- [CONSIGNE] Poursuivez l'entretien sur la franc-maçonnerie à Maurice après sa dernière phrase.

- [TEXTE FOURNI]
········

Auparavant, des loges existaient mais elles étaient « irrégulières ». En 1778, le Grand Orient de France décide de les régulariser. Trois officiers de la marine française sont envoyés à Port-Louis, où ils créent la loge de la Triple Espérance (cette loge qui existe toujours initiera un certain Sir Seewoosagur Ramgoolam,NdlR). Trente ans plus tard, les Britanniques prennent possession de l’île. Un maçon français, l’ingénieur Lislet-Geoffroy, remet les clés des fortifications à un maçon anglais, le gouverneur Farquhar : l’image est hautement symbolique (large sourire).

 

 

Au-delà du symbole, quel était le paysage maçonnique de l’époque ?

 

À l’arrivée des Britanniques, le Grand Orient de France est la seule obédience. Ses loges sont extrêmement dynamiques. Farquhar rejoint d’ailleurs La Triple Espérance, tout comme Lord Moyra, le vice-roi des Indes. C’était une façon de dire aux Français : « Nous venons en paix. » Cette fraternité était cultivée dans les bals, au théâtre, aux courses. Maurice était à l’époque un laboratoire maçonnique.

 

Cette « union sacrée » a-t-elle duré ?

En 1814, la Grande Loge unie d’Angleterre s’implante. Les Britanniques ne veulent pas « casser l’outil », la fraternité maçonnique tient bon. Mais plus on avance, plus elle s’effrite. Les réalités du siècle font naître des clivages. Et en 1877, après le schisme, tout vole en éclats.

 

Quel genre de clivage ?

 

Sur l’abolition de l’esclavage, par exemple. Les francs-maçons français, propriétaires terriens, voulaient conserver leurs esclaves. Les francs-maçons anglais, eux, n’en avaient pas. Conclusion : il n’y avait pas un regard de la franc-maçonnerie sur l’esclavage, mais les regards des hommes en fonction de leurs intérêts du moment. Les obédiences maçonniques ont façonné la société mauricienne en contribuant à sa cohésion, mais aussi à ses divisions.

········

- [LIGNES FOURNIES]
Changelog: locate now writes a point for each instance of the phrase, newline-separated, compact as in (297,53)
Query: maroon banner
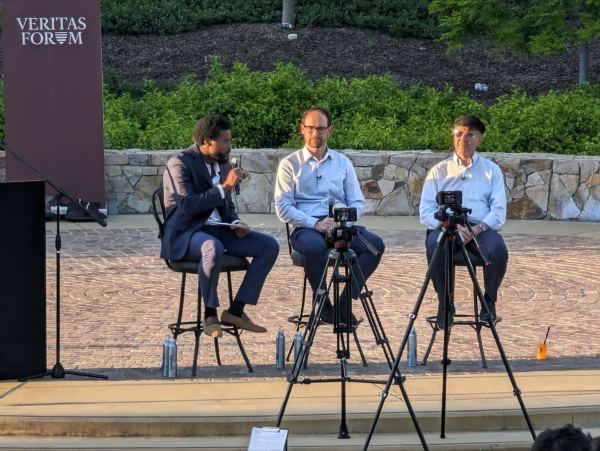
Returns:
(53,93)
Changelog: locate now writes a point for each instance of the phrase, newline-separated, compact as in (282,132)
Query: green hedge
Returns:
(396,17)
(369,113)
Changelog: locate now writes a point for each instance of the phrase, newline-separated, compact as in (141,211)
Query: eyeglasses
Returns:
(458,134)
(311,128)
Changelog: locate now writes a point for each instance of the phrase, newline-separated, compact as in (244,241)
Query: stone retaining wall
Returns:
(538,186)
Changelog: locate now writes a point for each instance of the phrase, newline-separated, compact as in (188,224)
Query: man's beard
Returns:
(220,157)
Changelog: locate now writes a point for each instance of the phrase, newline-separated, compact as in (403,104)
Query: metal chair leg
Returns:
(299,323)
(236,333)
(217,352)
(359,347)
(431,341)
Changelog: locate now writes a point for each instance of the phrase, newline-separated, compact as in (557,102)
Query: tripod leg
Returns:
(412,317)
(343,433)
(492,324)
(309,334)
(359,348)
(449,272)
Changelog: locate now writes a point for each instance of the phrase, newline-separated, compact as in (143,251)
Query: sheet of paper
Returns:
(268,439)
(234,225)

········

- [RÉSULTAT DE L'EXERCICE]
 

Durant la première partie du siècle, la cohésion prime…

 

C’est vrai. L’oligarchie coloniale, les religions et la franc-maçonnerie font plutôt bon ménage. En 1854, l’Église catholique mène une fronde antimaçonnique, les maçons sont privés des sacrements, la belle entente prend fin. Le clergé s’est senti menacé par l’influence grandissante de la franc-maçonnerie. Une influence culturelle, sociale et politique. La franc-maçonnerie était devenue une institution parmi d’autres. Elle faisait partie du paysage colonial.

 

Avait-elle aussi mauvaise presse qu’aujourd’hui ?

 

Sa réputation était bien meilleure. Les journaux annonçaient même les grandes tenues (les réunions de loges,NdlR). Les francs-maçons ne se cachaient pas, leur contribution était visible dans la cité. Quand une catastrophe survenait, les donateursétaient souvent des maçons. LaTriple Espérance avait même crééune Caisse de Secours qui subvenait aux besoins des pauvres.

 

Pouvait-on parler d’administration parallèle ?

 

Non, ce serait aller trop loin. Il s’agissait d’une institution qui réunissait des hommes d’influence. Qui était franc-maçon à l’époque ? Côté britannique, vous aviez les chefs de la colonie et les hauts gradés de l’armée. Côté français, les propriétaires terriens et quelques métis influents. C’était surtout des notables. Leur influence venait d’abord de leur statut social. Je me suis amusée à éplucher les listes des loges, tous les people de l’époque y étaient ! (sourire)

 

De quoi ces « people » parlaient-ils ?

 

(Ironique) Vous savez ce qu’on dit : en loge, on ne parle ni de religion, ni de politique.

 

Et vous croyez ce qu’on dit ?

 

Bien sûr que non. Si on ne parlait pas de politique et de religion au XIXe siècle, on ne parlait de rien.

 

Au cours de vos recherches, quel aspect vous a le plus heurtée ?

 

(Hésitante) Le manque d’humanisme m’a surpris. La façon dont des maçons ont traité d’autres maçons. La franc-maçonnerie a connu des périodes troubles.

 

C’est-à-dire ?

 

L’héritière du Siècle des Lumières n’a pas toujours été en adéquation avec ses valeurs. Des documents sur l’esclavage, sur la propriété privée, sur la place des métis ou sur celle des travailleurs engagés font froid dans le dos. Dans les archives de la Bibliothèque nationale de France, j’ai découvert une étude anthropologique sur Lislet-Geoffroy, qui évoque son « intelligence malgré un faciès de nègre »

 

La discrétion maçonnique a-t-elle joué des tours à l’Histoire ?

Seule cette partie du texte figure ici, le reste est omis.